Text passage:
● ● ● ● ● ● ●

President Marcos Jr. himself has said he might continue Duterte’s independent foreign policy, which could mean he is more pro-China than pro-US.
Besides, he said in a recent speech before the Chinese ambassador in Manila: “China cannot find a greater champion than my mother in the Philippines.”
Then First Lady Imelda Romualdez in 1975 paved the way for the establishment of diplomatic relations with what was then called Red China, far ahead of the US recognition of Beijing. Bongbong joined her parents in meeting Mao Tse Tung in the Chinese capital in 1975.
Pelosi’s trip was intended to assure Taiwan that American defense commitment to it in case of an armed attack by China is iron-clad, meaning the Pentagon will send war planes, battle ships and troops to repel any invader.
Pelosi is the highest ranking American official to visit Taiwan in 25 years.
Meeting with Taiwan President Tsai Ing-wen on Wednesday, Mrs. Pelosi assured her Washington DC wouldn’t abandon its commitment to Taipei.

● ● ● ● ● ● ●

Complete the following:
a) In the news excerpt on Pelosi's Taiwan trip, in what year did Imelda Romualdez pave the way for diplomatic relations with China?
b) Continue the news excerpt on Pelosi's Taiwan trip, picking up right after its final sentence.

Given data:
● ● ● ● ● ● ●

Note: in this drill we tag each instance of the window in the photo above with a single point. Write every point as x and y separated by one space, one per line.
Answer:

● ● ● ● ● ● ●

Answer set:
a) 1975.

b)
The House speaker declared: ““Today the world faces a choice between democracy and autocracy. America’s determination to preserve democracy here in Taiwan and around the world remains ironclad.”
Pelosi’s surreptitious visit of course angered China. After the trip, Beijing ordered live fire drills four days, from Thursday to Sunday that were feared were nothing more than saber-rattling while, at the same time, offering the potential to disrupt commercial shipping in the region.
For China President Xi Jinping, the Pelosi trip has struck a raw nerve.
Xi is seeking a third term. But his zero COVID policy has angered many constituents and brought the once robust Chinese economy, the world’s largest, to its worst slump.
Accordingly, while Pelosi was still in Taipei, the Chinese dispatched 27 war planes near Taiwan’s air defense zone.
China claims Taiwan is its province, a part of its sovereign province, a part of its sovereign territory, and has made it clear it would go to war for its assertion.
A nation of 23 million, Taiwan has prospered, however.
The US and 90 percent of the world do not recognize Taiwan as a sovereign state.
The Philippines, in particular, does not recognize Taiwan as a sovereign state but maintains a de facto embassy disguised as an economic and cultural office.
The US is required by law to defend Taiwan and opposes any Chinese attempts to seize the island by force.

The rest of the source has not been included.